SELECTED TEXT ::
---

The first official trailer for Quentin Tarantino’s next film, “Django Unchained,” was just released and it’s an all-out hoot. This “Southern,” starring Christopher Waltz, Jamie Foxx and Leonardo DiCaprio, is a tribute to Spaghetti Westerns with enhanced Tarantino splatter.

The trailer opens with Johnny Cash singing Ain’t No Grave (Can Hold My Body Down) from his classic, late American VI album. From the soundtrack and Waltz’s first, arch interaction with Foxx, you know right away that the tone is perfect. In two-and-a-half minutes, Tarantino lays out the story of a slave turned enthusiastic bounty hunter. It seems to have elements of the Fred Williamson’s blaxsploitation parody, “Boss Nigger,” mixed with the light hearted buddy comedy of Mel Brooks’ “Blazing Saddles.”

Here’s the complete synopsis for IMDB:

Set in the South two years before the Civil War, DJANGO UNCHAINED stars Academy Award
®
-winner Jamie Foxx as Django, a slave whose brutal history with his former owners lands him face-to-face with German-born bounty hunter Dr. King Schultz (Academy Award®-winner Christoph Waltz). Schultz is on the trail of the murderous Brittle brothers, and only Django can lead him to his bounty. The unorthodox Schultz acquires Django with a promise to free him upon the capture of the Brittles dead or alive.

---

REQUIRED TASKS ::
1. Reproduce the passage of the Django Unchained trailer write-up that opens with the words containing "The first official" and closes with "enhanced Tarantino splatter.".
2. Continue the write-up on the Django Unchained trailer, starting after its final sentence.

---

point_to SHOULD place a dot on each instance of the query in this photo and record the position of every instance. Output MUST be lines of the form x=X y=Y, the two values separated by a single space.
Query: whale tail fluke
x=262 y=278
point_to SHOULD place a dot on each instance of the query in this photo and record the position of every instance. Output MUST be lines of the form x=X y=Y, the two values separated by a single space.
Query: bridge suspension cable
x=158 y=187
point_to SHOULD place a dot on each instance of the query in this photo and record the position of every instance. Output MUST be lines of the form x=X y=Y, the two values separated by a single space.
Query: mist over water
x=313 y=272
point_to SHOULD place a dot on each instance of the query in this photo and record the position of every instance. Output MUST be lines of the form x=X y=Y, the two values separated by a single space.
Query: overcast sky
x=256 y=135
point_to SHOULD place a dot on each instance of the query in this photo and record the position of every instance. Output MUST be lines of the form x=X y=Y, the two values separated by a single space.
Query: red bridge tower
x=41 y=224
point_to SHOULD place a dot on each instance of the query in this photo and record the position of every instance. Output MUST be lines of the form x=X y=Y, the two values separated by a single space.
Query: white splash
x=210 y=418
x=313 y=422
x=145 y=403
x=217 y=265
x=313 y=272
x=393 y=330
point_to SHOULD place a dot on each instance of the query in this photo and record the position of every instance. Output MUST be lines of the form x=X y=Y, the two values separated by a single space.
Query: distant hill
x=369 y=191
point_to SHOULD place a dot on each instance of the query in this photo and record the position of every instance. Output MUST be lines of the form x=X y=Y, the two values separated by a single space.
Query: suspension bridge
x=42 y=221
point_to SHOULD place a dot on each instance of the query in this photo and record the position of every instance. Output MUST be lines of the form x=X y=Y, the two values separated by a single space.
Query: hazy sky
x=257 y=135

---

REPLIES ::
1.
The first official trailer for Quentin Tarantino’s next film, “Django Unchained,” was just released and it’s an all-out hoot. This “Southern,” starring Christopher Waltz, Jamie Foxx and Leonardo DiCaprio, is a tribute to Spaghetti Westerns with enhanced Tarantino splatter.

2.
Success leads Schultz to free Django, though the two men choose not to go their separate ways. Instead, Schultz seeks out the Souths most wanted criminals with Django by his side. Honing vital hunting skills, Django remains focused on one goal: finding and rescuing Broomhilda (Kerry Washington), the wife he lost to the slave trade long ago.

Django and Schultzs search ultimately leads them to Calvin Candie (Academy Award®-nominee Leonardo DiCaprio), the proprietor of Candyland, an infamous plantation. Exploring the compound under false pretenses, Django and Schultz arouse the suspicion of Stephen (Academy Award®-nominee Samuel L. Jackson), Candies trusted house slave. Their moves are marked, and a treacherous organization closes in on them. If Django and Schultz are to escape with Broomhilda, they must choose between independence and solidarity, between sacrifice and survival

Foxx plays the title character, his name an homage to “Django,” the 1966 Italian-made Western directed by Sergio Corbucci. In an inside aside, the trailer shows Foxx telling his name to a mysterious stranger, who turns out to be none other than Franco Nero, who plays Django in the original movie. “My name is Django.” Foxx says “The ‘D’ is silent.”

(Forbes) http://www.forbes.co...lazing-saddles/

I cannot wait to see Waltz and DiCaprio OWN this!!!! DiCaprio playing a Tarantino villain, oh my make%20it%20clap.gifmake%20it%20clap.gif :wub2: :wub2: :wub2: :wub2:

My heart almost can't take it! Lol

WeeeHOOO! I can't wait :clap: :dance: DiCaprio as a villian is gonna be awesome ;)

Very excited for this one! :thumbsup: can't wait for more trailers and tv spots to be released, I'm really hoping we'll get more footage of Calvin Candie as I was kind of disappointed with his lack of presence in the trailer (though I know he's not one of the "main" characters).

  • 3 months later...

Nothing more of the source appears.